INSTRUCTIONS FOR THE TASK: List every line of the entries that contains the string "gray", treating case as significant.
━━━━━ PROVIDED ENTRIES
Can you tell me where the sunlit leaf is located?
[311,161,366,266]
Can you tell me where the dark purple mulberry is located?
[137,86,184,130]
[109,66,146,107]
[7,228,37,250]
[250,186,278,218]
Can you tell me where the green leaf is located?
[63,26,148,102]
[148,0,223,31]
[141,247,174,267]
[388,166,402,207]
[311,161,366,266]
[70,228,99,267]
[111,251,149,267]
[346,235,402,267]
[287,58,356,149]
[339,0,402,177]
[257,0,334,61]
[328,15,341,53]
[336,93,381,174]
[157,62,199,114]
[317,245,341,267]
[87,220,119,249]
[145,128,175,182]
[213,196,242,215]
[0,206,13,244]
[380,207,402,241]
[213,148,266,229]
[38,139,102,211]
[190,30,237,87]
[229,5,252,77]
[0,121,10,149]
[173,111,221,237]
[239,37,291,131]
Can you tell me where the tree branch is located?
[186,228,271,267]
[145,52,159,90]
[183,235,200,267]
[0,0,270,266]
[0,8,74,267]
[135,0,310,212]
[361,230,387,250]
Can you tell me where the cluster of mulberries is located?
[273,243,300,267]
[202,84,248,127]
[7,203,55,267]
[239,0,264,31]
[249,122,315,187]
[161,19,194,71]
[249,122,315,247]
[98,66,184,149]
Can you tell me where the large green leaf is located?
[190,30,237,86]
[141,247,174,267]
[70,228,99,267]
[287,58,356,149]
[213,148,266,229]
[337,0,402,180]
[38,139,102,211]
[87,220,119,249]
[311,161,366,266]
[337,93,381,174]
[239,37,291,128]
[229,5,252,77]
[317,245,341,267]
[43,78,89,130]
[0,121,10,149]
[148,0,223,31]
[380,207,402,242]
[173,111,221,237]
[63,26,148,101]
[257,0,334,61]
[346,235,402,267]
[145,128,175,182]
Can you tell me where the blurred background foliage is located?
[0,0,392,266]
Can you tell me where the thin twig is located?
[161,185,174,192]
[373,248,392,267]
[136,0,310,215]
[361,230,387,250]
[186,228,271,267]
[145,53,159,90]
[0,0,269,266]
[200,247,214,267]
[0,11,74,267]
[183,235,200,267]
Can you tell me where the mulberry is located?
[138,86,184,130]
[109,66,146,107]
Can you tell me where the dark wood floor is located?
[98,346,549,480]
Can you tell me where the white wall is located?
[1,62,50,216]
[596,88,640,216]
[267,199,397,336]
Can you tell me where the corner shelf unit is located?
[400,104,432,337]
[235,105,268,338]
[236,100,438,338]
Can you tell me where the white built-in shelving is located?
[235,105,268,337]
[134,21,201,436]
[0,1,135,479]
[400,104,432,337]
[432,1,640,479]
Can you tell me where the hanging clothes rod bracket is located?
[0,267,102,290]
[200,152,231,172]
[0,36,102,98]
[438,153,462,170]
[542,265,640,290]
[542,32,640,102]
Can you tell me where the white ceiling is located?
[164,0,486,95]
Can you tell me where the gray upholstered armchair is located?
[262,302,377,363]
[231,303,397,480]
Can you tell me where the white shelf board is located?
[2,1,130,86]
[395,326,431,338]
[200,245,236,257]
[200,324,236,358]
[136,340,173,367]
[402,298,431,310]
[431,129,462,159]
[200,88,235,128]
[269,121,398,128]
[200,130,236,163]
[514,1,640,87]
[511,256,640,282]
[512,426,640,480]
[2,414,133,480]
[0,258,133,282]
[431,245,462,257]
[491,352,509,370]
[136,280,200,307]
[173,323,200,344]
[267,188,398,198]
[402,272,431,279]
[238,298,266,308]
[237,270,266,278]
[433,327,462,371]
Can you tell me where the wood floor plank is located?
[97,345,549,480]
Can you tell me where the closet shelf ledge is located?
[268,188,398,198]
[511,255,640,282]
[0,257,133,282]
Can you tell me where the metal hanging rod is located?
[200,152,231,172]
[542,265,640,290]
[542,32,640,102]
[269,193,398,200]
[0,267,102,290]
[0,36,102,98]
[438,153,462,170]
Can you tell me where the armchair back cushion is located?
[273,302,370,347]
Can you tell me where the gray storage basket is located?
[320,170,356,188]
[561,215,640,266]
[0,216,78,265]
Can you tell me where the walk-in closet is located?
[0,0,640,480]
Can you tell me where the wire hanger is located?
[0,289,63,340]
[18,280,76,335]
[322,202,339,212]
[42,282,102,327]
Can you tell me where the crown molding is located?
━━━━━━━━━━
COMPLETED EXERCISE:
Can you tell me where the gray upholstered armchair is located?
Can you tell me where the gray storage basket is located?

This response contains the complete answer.